◆ **Consigne a**:
Reprenez les lignes du listing à partir de celle qui contient « Annotation guideline: for every instance of the black » et jusqu'à la fin du listing, bornes comprises et consignes incluses, en ajoutant -22 à chaque coordonnée des points de réponse. Ne restituez que ce passage.

◆ **Texte fourni**:
· · · · · · ·

Si à l'instar de son amant, on s'interroge sans cesse sur la véracité des récits d'Aggie, la preuve de sa folie nous sera donnée lors de l'extraordinaire final, innattendu ici. Damiano s'est souvenu de Psychose puisque dans un flash-back sanglant on découvrira qu'Aggie a sauvagement tué le jeune homme afin qu'il reste à jamais à ses cotés. L'occupant du rocking chair n'est rien d'autre que son affreux squelette, compagnon macabre de toute ces années de vie de réclusion.
Etonnante est aussi la partition musicale utilisée lors de ces sanglantes révélations puisque Damiano reprend le célèbre Amazing grace ce qui apporte une touche supplémentaire d'onirisme au film, tranchant fortement avec l'aspect macabre du final.
Bénéficiant d'une solide mise en scène et d'une interprétation sans reproche, Miss aggie est une fable funeste et austère, un conte atmosphérique que la beauté des décors enneigés et la musique planante viennent sublimer.
Le film, présenté jadis à Cannes, un des meilleurs opus du réalisateur, fut un de ses films les plus exploités en salles, gagnant au fil du temps ses galons d'oeuvre culte, prouvant ainsi que le X intelligemment mis en scène pouvait être un véritable genre cinématographique en lui même.

· · · · · · ·

[Exemples d'annotation de points]
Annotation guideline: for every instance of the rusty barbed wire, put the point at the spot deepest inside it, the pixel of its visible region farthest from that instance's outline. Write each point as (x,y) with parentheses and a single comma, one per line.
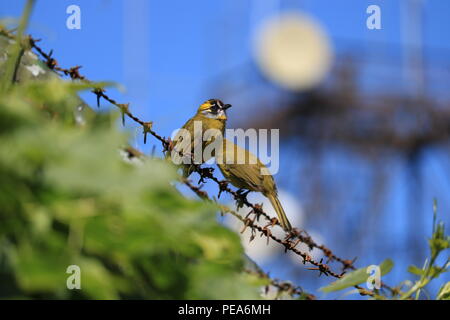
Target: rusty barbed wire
(291,240)
(282,286)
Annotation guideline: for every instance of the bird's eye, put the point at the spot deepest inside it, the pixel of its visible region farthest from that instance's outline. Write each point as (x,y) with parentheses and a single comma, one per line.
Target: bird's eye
(214,108)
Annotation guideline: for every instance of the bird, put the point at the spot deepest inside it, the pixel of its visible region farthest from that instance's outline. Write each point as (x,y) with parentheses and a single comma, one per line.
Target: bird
(247,174)
(211,114)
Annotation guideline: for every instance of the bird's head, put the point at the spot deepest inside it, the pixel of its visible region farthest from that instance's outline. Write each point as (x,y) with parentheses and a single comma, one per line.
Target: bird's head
(214,109)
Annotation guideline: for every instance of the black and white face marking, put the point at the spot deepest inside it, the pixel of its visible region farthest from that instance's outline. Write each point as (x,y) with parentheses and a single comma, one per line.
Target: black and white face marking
(217,110)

· · · · · · ·

◆ **Consigne b**:
Résumez en deux phrases la critique du film Miss Aggie.

◆ **Réponse attendue a**:
Annotation guideline: for every instance of the black and white face marking, put the point at the spot deepest inside it, the pixel of its visible region farthest from that instance's outline. Write each point as (x,y) with parentheses and a single comma, one per line.
Target: black and white face marking
(195,88)

◆ **Réponse attendue b**:
Le final révèle la folie d'Aggie par un flash-back sanglant où l'on découvre qu'elle a tué le jeune homme, dont le squelette occupe le rocking chair, sur l'air d'Amazing grace qui ajoute une touche d'onirisme. Servi par une solide mise en scène et une interprétation sans reproche, le film, présenté à Cannes, a gagné son statut d'œuvre culte en prouvant que le X intelligemment mis en scène pouvait être un véritable genre cinématographique.